Problem to solve:
An exact restatement of the data is required, with the images omitted.
___ Data supplied ___
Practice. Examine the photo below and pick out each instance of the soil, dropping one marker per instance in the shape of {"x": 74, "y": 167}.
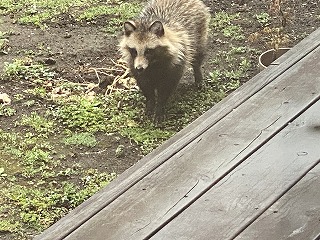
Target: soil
{"x": 71, "y": 48}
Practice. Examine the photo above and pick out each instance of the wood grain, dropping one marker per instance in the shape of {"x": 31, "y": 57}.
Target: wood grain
{"x": 256, "y": 186}
{"x": 175, "y": 184}
{"x": 184, "y": 140}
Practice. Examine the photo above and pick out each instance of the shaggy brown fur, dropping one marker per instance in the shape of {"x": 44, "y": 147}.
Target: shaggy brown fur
{"x": 168, "y": 36}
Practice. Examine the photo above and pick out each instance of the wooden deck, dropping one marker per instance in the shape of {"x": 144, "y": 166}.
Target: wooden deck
{"x": 247, "y": 169}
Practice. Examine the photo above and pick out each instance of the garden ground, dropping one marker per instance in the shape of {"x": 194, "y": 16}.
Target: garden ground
{"x": 71, "y": 118}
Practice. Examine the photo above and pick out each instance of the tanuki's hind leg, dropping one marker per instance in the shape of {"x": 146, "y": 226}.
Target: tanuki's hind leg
{"x": 196, "y": 65}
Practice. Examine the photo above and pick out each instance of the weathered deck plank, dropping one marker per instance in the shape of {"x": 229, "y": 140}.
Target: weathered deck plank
{"x": 141, "y": 176}
{"x": 294, "y": 216}
{"x": 247, "y": 192}
{"x": 161, "y": 195}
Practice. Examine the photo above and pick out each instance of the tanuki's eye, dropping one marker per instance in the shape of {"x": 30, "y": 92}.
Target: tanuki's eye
{"x": 133, "y": 52}
{"x": 149, "y": 51}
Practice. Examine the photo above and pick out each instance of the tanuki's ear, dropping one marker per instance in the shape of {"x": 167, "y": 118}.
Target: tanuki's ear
{"x": 129, "y": 27}
{"x": 157, "y": 28}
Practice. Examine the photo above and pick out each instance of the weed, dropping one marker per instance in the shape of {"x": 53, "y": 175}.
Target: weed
{"x": 223, "y": 22}
{"x": 38, "y": 123}
{"x": 7, "y": 111}
{"x": 3, "y": 43}
{"x": 83, "y": 114}
{"x": 119, "y": 12}
{"x": 263, "y": 18}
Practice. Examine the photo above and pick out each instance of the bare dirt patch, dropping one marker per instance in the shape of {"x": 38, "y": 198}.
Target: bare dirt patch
{"x": 71, "y": 48}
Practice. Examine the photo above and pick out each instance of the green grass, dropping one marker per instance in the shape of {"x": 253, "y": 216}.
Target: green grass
{"x": 40, "y": 182}
{"x": 42, "y": 12}
{"x": 223, "y": 22}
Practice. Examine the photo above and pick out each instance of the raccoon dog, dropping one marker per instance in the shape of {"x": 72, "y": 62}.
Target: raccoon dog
{"x": 168, "y": 36}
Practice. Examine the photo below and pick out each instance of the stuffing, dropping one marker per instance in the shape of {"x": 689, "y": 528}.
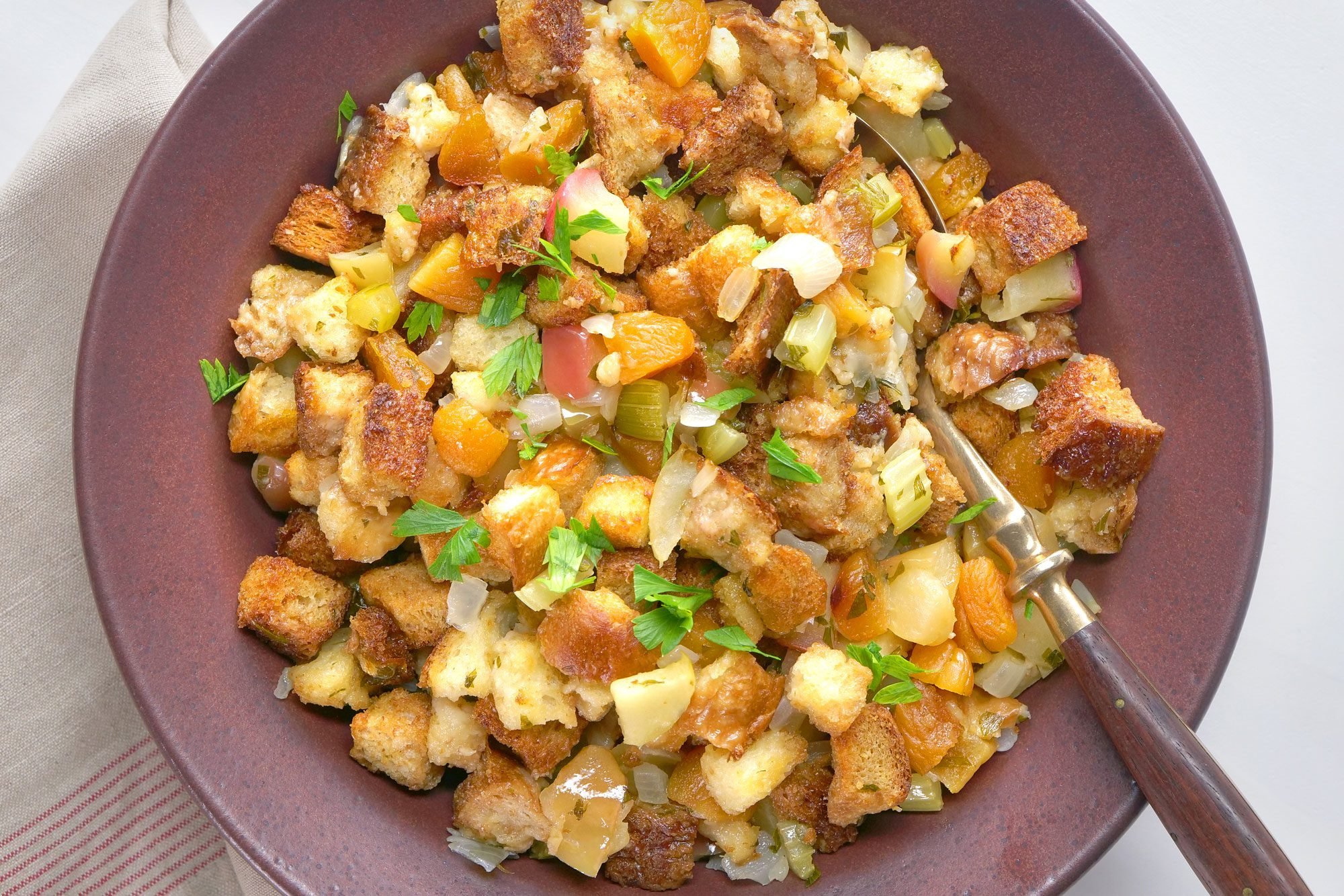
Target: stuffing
{"x": 901, "y": 79}
{"x": 499, "y": 803}
{"x": 1091, "y": 428}
{"x": 972, "y": 357}
{"x": 830, "y": 687}
{"x": 803, "y": 799}
{"x": 326, "y": 397}
{"x": 519, "y": 519}
{"x": 819, "y": 135}
{"x": 507, "y": 222}
{"x": 412, "y": 598}
{"x": 528, "y": 690}
{"x": 302, "y": 541}
{"x": 455, "y": 737}
{"x": 333, "y": 678}
{"x": 662, "y": 851}
{"x": 1019, "y": 228}
{"x": 264, "y": 418}
{"x": 385, "y": 448}
{"x": 620, "y": 504}
{"x": 291, "y": 608}
{"x": 1096, "y": 521}
{"x": 319, "y": 224}
{"x": 740, "y": 784}
{"x": 541, "y": 749}
{"x": 319, "y": 324}
{"x": 475, "y": 345}
{"x": 747, "y": 132}
{"x": 872, "y": 769}
{"x": 263, "y": 323}
{"x": 591, "y": 635}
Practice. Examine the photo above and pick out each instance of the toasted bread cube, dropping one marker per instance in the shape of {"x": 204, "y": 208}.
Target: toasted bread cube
{"x": 264, "y": 418}
{"x": 521, "y": 519}
{"x": 385, "y": 169}
{"x": 739, "y": 785}
{"x": 290, "y": 607}
{"x": 302, "y": 541}
{"x": 528, "y": 690}
{"x": 829, "y": 687}
{"x": 542, "y": 42}
{"x": 386, "y": 447}
{"x": 662, "y": 851}
{"x": 333, "y": 678}
{"x": 460, "y": 664}
{"x": 872, "y": 769}
{"x": 1019, "y": 228}
{"x": 591, "y": 635}
{"x": 901, "y": 79}
{"x": 540, "y": 748}
{"x": 319, "y": 224}
{"x": 455, "y": 737}
{"x": 327, "y": 396}
{"x": 620, "y": 504}
{"x": 1091, "y": 428}
{"x": 501, "y": 803}
{"x": 415, "y": 601}
{"x": 263, "y": 326}
{"x": 319, "y": 324}
{"x": 392, "y": 738}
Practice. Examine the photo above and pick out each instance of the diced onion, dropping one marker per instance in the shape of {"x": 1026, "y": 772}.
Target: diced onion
{"x": 464, "y": 601}
{"x": 1013, "y": 394}
{"x": 812, "y": 263}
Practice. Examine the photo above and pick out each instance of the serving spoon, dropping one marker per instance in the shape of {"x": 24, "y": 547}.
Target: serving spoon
{"x": 1214, "y": 827}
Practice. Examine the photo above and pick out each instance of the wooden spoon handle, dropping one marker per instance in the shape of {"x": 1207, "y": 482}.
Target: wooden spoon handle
{"x": 1212, "y": 823}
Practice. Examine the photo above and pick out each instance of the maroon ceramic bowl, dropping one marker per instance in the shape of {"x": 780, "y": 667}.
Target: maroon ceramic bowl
{"x": 171, "y": 522}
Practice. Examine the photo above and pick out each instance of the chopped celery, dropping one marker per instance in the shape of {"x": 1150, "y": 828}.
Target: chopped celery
{"x": 643, "y": 410}
{"x": 807, "y": 342}
{"x": 907, "y": 487}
___
Written reply:
Practice. Examine the photo below and pick out each instance of the soil, dropping one marker per instance in the shape of {"x": 74, "y": 167}.
Target: soil
{"x": 71, "y": 48}
Practice. Examine the photo above and pick out each instance of the wood grain, dropping one marker per instance in the shape of {"x": 31, "y": 57}.
Target: wood grain
{"x": 256, "y": 186}
{"x": 175, "y": 184}
{"x": 184, "y": 140}
Practice. Examine the photo above and pick out each instance of the shaggy brown fur, dropping one marker per instance in the shape of {"x": 44, "y": 147}.
Target: shaggy brown fur
{"x": 168, "y": 36}
Practice. Examine the photo above and pick out each instance of the wooden deck, dropping one marker per instance in the shape of {"x": 144, "y": 166}.
Target: wooden deck
{"x": 247, "y": 169}
Practice. Examine the photo above and pick out each instance of the garden ground, dropping one marker per instance in the shape of {"x": 194, "y": 16}.
Target: garden ground
{"x": 71, "y": 118}
Practice. Examine the photo above and pick out each instance of the tanuki's hind leg, dropping one marker per instance in the shape of {"x": 146, "y": 226}.
Target: tanuki's hind leg
{"x": 196, "y": 65}
Practice. Examine the photo above and pick out each instance of the weathered deck plank, dropping one marker per instance in the shape of {"x": 229, "y": 140}.
Target: weathered deck plank
{"x": 141, "y": 176}
{"x": 294, "y": 216}
{"x": 247, "y": 192}
{"x": 161, "y": 195}
Practice. Examine the photo above and pick out each instance of the tanuki's eye, dropping one marker per instance in the shape of {"x": 30, "y": 92}.
Target: tanuki's eye
{"x": 133, "y": 52}
{"x": 149, "y": 51}
Practice. Examine the photo above and pick out each instance of the tanuki's ear, dropping one marker per instance in the shape of {"x": 167, "y": 118}.
Target: tanuki's ear
{"x": 129, "y": 27}
{"x": 157, "y": 28}
Practice. Examine the photo above and pick out each instance of the weed, dropping one marker per instance in the shape of {"x": 53, "y": 175}.
Target: weed
{"x": 223, "y": 22}
{"x": 38, "y": 123}
{"x": 7, "y": 111}
{"x": 3, "y": 43}
{"x": 83, "y": 114}
{"x": 119, "y": 12}
{"x": 263, "y": 18}
Practice. Examine the photo above and pick out each instance of the bare dirt patch, dropping one marker per instance in the shape of {"x": 38, "y": 198}.
Target: bare dirt patch
{"x": 71, "y": 48}
Practice. Examine the photo above and pick out each instance of the green grass, dropping one marker per instance in the shape of {"x": 253, "y": 216}.
Target: green grass
{"x": 40, "y": 182}
{"x": 42, "y": 12}
{"x": 223, "y": 22}
Practice. Examine the photo above and pick out each instance of the raccoon dog, dropping one marker per instance in the shape of {"x": 72, "y": 62}.
Target: raccoon dog
{"x": 168, "y": 36}
Practice. Examine the photo below and pick out each instance of the stuffing, dropping one marker per instance in the shape of {"x": 689, "y": 528}.
Target: stuffing
{"x": 901, "y": 79}
{"x": 499, "y": 803}
{"x": 1091, "y": 428}
{"x": 972, "y": 357}
{"x": 830, "y": 687}
{"x": 803, "y": 799}
{"x": 326, "y": 397}
{"x": 519, "y": 519}
{"x": 819, "y": 135}
{"x": 507, "y": 222}
{"x": 412, "y": 598}
{"x": 528, "y": 690}
{"x": 302, "y": 541}
{"x": 455, "y": 737}
{"x": 333, "y": 678}
{"x": 662, "y": 851}
{"x": 1019, "y": 228}
{"x": 264, "y": 418}
{"x": 385, "y": 448}
{"x": 620, "y": 504}
{"x": 291, "y": 608}
{"x": 1096, "y": 521}
{"x": 319, "y": 224}
{"x": 740, "y": 784}
{"x": 541, "y": 749}
{"x": 319, "y": 324}
{"x": 475, "y": 345}
{"x": 747, "y": 132}
{"x": 872, "y": 769}
{"x": 263, "y": 323}
{"x": 591, "y": 635}
Practice. Examine the photo above and pick out each instance of the toasted bread cube, dropping one marker per instance in the shape of {"x": 204, "y": 208}.
Target: toasted bread cube
{"x": 264, "y": 418}
{"x": 521, "y": 519}
{"x": 385, "y": 169}
{"x": 739, "y": 785}
{"x": 290, "y": 607}
{"x": 302, "y": 541}
{"x": 528, "y": 690}
{"x": 829, "y": 687}
{"x": 542, "y": 42}
{"x": 386, "y": 447}
{"x": 662, "y": 851}
{"x": 333, "y": 678}
{"x": 460, "y": 664}
{"x": 872, "y": 769}
{"x": 1019, "y": 228}
{"x": 591, "y": 635}
{"x": 901, "y": 79}
{"x": 540, "y": 748}
{"x": 319, "y": 224}
{"x": 455, "y": 737}
{"x": 327, "y": 396}
{"x": 620, "y": 504}
{"x": 1091, "y": 428}
{"x": 501, "y": 803}
{"x": 415, "y": 601}
{"x": 263, "y": 326}
{"x": 319, "y": 324}
{"x": 392, "y": 738}
Practice. Examine the photo above and pick out each instance of the diced onion, dropping one marker per instance in the shape of {"x": 1026, "y": 772}.
Target: diced onion
{"x": 464, "y": 601}
{"x": 1013, "y": 394}
{"x": 812, "y": 263}
Practice. Examine the photo above and pick out each instance of the serving spoon, dropping one marker per instance in the shape of {"x": 24, "y": 547}.
Target: serving spoon
{"x": 1214, "y": 827}
Practice. Examine the photo above and pick out each instance of the wooden spoon handle, dropping one marker per instance in the shape of {"x": 1207, "y": 482}.
Target: wooden spoon handle
{"x": 1212, "y": 823}
Practice. Examine the photo above and pick out each instance of the maroon ceramic bowl, dropping one marker per instance in the shape of {"x": 780, "y": 667}.
Target: maroon ceramic bowl
{"x": 171, "y": 522}
Practice. Examine the photo above and pick out each instance of the chopped celery, dropping one marker per instance in the shape of {"x": 1150, "y": 828}.
Target: chopped celery
{"x": 643, "y": 410}
{"x": 807, "y": 342}
{"x": 907, "y": 487}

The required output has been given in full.